Stored items

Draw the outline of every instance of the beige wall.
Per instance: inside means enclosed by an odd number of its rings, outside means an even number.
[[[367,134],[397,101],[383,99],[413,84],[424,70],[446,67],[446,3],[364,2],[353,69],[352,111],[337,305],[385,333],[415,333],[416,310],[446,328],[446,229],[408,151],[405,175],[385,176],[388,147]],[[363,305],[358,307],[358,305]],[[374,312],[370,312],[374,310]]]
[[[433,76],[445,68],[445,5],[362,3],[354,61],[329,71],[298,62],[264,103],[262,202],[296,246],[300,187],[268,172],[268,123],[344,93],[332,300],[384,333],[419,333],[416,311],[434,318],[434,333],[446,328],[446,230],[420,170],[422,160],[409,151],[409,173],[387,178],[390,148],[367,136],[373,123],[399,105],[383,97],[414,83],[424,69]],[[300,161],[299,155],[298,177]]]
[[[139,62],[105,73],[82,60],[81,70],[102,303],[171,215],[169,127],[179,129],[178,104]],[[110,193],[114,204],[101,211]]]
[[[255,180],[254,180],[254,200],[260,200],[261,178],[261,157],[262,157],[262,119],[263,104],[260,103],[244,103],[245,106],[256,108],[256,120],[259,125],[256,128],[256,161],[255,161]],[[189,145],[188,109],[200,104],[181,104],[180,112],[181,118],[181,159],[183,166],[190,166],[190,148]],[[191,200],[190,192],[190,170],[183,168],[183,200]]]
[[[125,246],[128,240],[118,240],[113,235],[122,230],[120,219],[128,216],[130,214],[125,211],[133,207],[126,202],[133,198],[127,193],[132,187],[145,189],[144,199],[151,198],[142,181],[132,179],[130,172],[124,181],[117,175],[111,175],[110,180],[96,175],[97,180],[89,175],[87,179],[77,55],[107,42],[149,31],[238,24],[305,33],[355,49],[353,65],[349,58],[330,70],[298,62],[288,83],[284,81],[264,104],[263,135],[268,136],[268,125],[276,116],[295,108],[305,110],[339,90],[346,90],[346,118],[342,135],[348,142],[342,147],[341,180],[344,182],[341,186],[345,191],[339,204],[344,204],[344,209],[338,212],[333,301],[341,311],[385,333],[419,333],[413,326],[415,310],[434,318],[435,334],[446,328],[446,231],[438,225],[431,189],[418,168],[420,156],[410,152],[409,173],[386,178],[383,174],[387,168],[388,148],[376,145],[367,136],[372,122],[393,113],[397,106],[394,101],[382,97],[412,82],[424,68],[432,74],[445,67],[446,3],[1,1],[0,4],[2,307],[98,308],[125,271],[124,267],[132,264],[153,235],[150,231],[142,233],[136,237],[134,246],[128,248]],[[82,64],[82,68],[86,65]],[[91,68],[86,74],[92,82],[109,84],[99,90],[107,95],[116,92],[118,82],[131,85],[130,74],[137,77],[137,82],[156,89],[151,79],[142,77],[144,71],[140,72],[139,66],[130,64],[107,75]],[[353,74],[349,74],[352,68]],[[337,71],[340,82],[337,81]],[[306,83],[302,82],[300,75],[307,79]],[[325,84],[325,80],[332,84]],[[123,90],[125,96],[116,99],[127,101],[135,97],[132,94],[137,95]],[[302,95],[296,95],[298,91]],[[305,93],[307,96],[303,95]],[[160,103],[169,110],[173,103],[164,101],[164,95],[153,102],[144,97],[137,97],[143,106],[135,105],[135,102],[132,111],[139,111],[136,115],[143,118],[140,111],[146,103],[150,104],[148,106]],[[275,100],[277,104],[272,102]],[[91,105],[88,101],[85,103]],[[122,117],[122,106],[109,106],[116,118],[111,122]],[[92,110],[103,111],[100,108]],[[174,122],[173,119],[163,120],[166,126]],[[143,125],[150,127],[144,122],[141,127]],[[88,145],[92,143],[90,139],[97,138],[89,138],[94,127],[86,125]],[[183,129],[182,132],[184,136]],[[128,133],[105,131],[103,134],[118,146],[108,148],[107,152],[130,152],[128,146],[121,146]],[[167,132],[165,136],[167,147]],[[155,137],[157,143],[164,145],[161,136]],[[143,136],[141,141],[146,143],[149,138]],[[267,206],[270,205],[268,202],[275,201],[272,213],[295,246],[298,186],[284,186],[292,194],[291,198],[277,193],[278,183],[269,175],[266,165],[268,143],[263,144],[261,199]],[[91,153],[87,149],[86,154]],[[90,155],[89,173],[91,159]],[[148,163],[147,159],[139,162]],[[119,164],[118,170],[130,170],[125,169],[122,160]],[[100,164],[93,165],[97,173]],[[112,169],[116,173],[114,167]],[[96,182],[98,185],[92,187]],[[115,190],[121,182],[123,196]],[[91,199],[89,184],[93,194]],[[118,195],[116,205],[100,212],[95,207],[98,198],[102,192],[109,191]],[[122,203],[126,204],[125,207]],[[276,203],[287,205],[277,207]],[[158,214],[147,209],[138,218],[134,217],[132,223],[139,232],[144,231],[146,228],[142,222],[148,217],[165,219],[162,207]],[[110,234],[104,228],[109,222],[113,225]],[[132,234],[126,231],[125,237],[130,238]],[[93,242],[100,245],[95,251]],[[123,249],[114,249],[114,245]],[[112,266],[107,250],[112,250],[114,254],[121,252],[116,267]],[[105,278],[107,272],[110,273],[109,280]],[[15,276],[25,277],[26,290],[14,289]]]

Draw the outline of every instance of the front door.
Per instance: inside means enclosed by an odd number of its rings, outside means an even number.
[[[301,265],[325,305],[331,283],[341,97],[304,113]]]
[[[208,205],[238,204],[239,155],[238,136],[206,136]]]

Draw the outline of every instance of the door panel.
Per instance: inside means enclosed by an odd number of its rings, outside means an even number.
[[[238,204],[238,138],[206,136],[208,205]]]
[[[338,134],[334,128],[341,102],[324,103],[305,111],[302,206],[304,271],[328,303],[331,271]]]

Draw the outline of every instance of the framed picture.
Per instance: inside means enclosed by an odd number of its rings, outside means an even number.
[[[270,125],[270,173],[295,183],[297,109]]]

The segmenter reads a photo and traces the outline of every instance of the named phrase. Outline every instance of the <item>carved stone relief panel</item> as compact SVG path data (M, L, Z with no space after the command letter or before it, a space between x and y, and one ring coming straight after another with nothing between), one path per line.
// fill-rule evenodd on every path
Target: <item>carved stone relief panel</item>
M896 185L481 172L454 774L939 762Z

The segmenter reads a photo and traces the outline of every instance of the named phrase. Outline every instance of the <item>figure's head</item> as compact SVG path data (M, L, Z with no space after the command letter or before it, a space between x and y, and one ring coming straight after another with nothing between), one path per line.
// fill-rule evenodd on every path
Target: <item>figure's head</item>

YOUR GOAL
Retype the listing exactly, in full.

WRITTEN RESPONSE
Draw the outline of every instance of the beige wall.
Per instance: inside means enclosed by an odd number of its rings, outside means an even number.
[[[367,134],[397,101],[383,99],[413,84],[424,70],[446,67],[446,3],[364,2],[353,69],[352,111],[337,305],[385,333],[415,333],[416,310],[446,328],[446,229],[408,151],[405,175],[385,176],[388,147]],[[363,305],[358,307],[358,305]],[[374,312],[370,312],[374,310]]]
[[[433,76],[445,68],[445,5],[362,3],[354,61],[329,71],[298,62],[264,103],[262,202],[296,246],[300,187],[268,172],[268,123],[344,93],[332,300],[384,333],[419,333],[416,311],[434,318],[434,333],[446,328],[446,230],[420,170],[422,160],[409,151],[409,173],[387,178],[390,148],[367,136],[373,123],[399,105],[383,97],[414,83],[424,69]],[[300,161],[299,155],[298,177]]]
[[[139,62],[105,73],[82,60],[81,70],[102,303],[171,215],[169,127],[179,129],[178,104]],[[110,193],[114,204],[101,211]]]
[[[255,180],[254,180],[254,200],[260,200],[261,178],[261,157],[262,157],[262,119],[263,104],[260,103],[244,103],[245,106],[256,108],[256,120],[259,125],[256,128],[256,161],[255,161]],[[189,145],[188,109],[200,104],[181,104],[180,112],[181,118],[181,159],[183,166],[190,166],[190,148]],[[191,200],[190,192],[190,170],[183,168],[183,200]]]
[[[125,246],[128,240],[118,240],[113,235],[122,230],[120,219],[128,216],[130,214],[125,211],[133,207],[126,202],[133,198],[127,193],[132,187],[145,189],[144,199],[151,198],[142,181],[132,179],[130,172],[124,181],[117,175],[111,175],[110,180],[96,175],[97,180],[89,175],[87,179],[77,55],[107,42],[149,31],[238,24],[305,33],[355,49],[353,65],[349,58],[330,70],[298,62],[288,83],[284,81],[264,104],[263,135],[268,136],[268,125],[276,116],[295,108],[305,110],[339,90],[346,90],[346,118],[342,135],[348,142],[342,147],[341,180],[344,182],[341,186],[345,191],[339,204],[344,204],[344,209],[338,212],[333,301],[341,311],[385,333],[419,333],[413,326],[415,310],[434,318],[435,334],[446,328],[446,231],[438,225],[431,189],[418,168],[420,156],[410,152],[409,173],[386,178],[383,174],[387,168],[388,148],[376,145],[367,136],[372,122],[393,113],[397,106],[394,101],[382,97],[412,82],[424,68],[432,74],[445,67],[446,3],[1,1],[0,4],[2,307],[98,308],[125,271],[124,267],[132,264],[153,235],[150,231],[142,233],[136,237],[134,246],[128,248]],[[82,64],[82,68],[86,65]],[[91,68],[86,74],[92,82],[109,84],[99,90],[107,95],[116,92],[118,82],[131,85],[130,74],[137,77],[137,82],[156,89],[151,79],[142,77],[144,71],[140,72],[139,66],[130,64],[107,75]],[[353,74],[349,74],[352,68]],[[337,71],[340,82],[337,81]],[[306,83],[302,82],[300,75],[307,79]],[[325,84],[325,80],[332,84]],[[123,90],[125,96],[116,99],[127,101],[135,97],[132,94],[137,95]],[[302,95],[296,95],[298,91]],[[305,93],[307,96],[303,95]],[[160,103],[169,110],[173,103],[164,101],[164,95],[153,102],[144,97],[137,97],[143,106],[135,105],[135,102],[132,111],[139,111],[136,115],[143,118],[140,111],[146,103],[150,104],[148,106]],[[275,100],[277,104],[272,102]],[[91,105],[88,101],[85,103]],[[122,117],[122,106],[109,106],[116,118],[111,122]],[[92,110],[103,111],[100,108]],[[174,122],[173,119],[163,120],[166,126]],[[143,125],[150,127],[144,122],[141,127]],[[88,145],[92,143],[90,139],[97,138],[89,138],[94,127],[86,125]],[[183,129],[182,132],[184,136]],[[128,133],[105,131],[103,134],[118,146],[108,148],[107,152],[130,152],[128,146],[121,146]],[[167,132],[165,136],[167,147]],[[155,137],[157,143],[164,145],[161,136]],[[143,136],[141,141],[146,143],[149,138]],[[267,206],[270,205],[268,202],[275,201],[272,213],[295,246],[298,186],[284,186],[292,194],[291,198],[277,193],[278,183],[269,175],[266,165],[268,143],[263,144],[261,199]],[[91,153],[87,149],[86,154]],[[90,155],[89,173],[91,159]],[[148,163],[147,159],[139,162]],[[119,164],[118,170],[130,170],[125,169],[122,160]],[[100,164],[93,165],[97,173]],[[112,169],[116,173],[114,167]],[[96,182],[98,185],[92,187]],[[115,190],[121,182],[123,196]],[[91,199],[89,184],[93,194]],[[118,195],[116,205],[100,212],[95,207],[98,198],[102,192],[109,191]],[[122,203],[126,204],[125,207]],[[276,203],[287,205],[277,207]],[[158,214],[147,209],[138,218],[134,217],[132,223],[139,232],[144,231],[146,228],[142,222],[148,217],[165,219],[162,207]],[[110,234],[104,228],[109,222],[113,225]],[[132,234],[126,231],[125,237],[130,238]],[[93,242],[100,245],[95,251]],[[123,249],[114,249],[114,245]],[[112,266],[107,250],[112,250],[114,254],[121,252],[116,267]],[[105,278],[107,272],[110,273],[109,280]],[[15,276],[25,277],[26,290],[14,289]]]

Draw the outline of every instance of the front door.
Per instance: inside means enclosed by an odd number of its rings, outside means an even number.
[[[301,265],[325,305],[331,283],[341,97],[304,113]]]
[[[208,205],[238,204],[239,155],[238,136],[206,136]]]

Draw the outline of every instance of the door panel.
Per instance: inside means enclosed by an odd number of its rings, outside means an even number.
[[[238,204],[238,138],[206,136],[208,205]]]
[[[338,134],[334,128],[341,102],[324,103],[305,111],[302,206],[304,271],[328,303],[331,271]]]

Draw the outline of every instance of the framed picture.
Per instance: inside means enclosed by an odd number of its rings, outside means an even number.
[[[270,125],[270,173],[295,183],[297,109]]]

The segmenter reads a photo and traces the outline of every instance of the named phrase. Outline every instance of the <item>carved stone relief panel</item> as compact SVG path data (M, L, Z with no space after the command letter or before it, a space between x and y, and one ring coming straight after another with nothing between), one path per line.
// fill-rule evenodd on every path
Target: <item>carved stone relief panel</item>
M896 185L481 172L454 774L939 762Z

The segmenter reads a photo and traces the outline of every instance of the named phrase. Outline every instance of the <item>figure's head</item> as compact SVG path data (M, L, Z with no space after the command letter or before it, a space between x and y, and one ring coming straight after another with nothing between), one path per line.
// fill-rule evenodd on every path
Target: <item>figure's head</item>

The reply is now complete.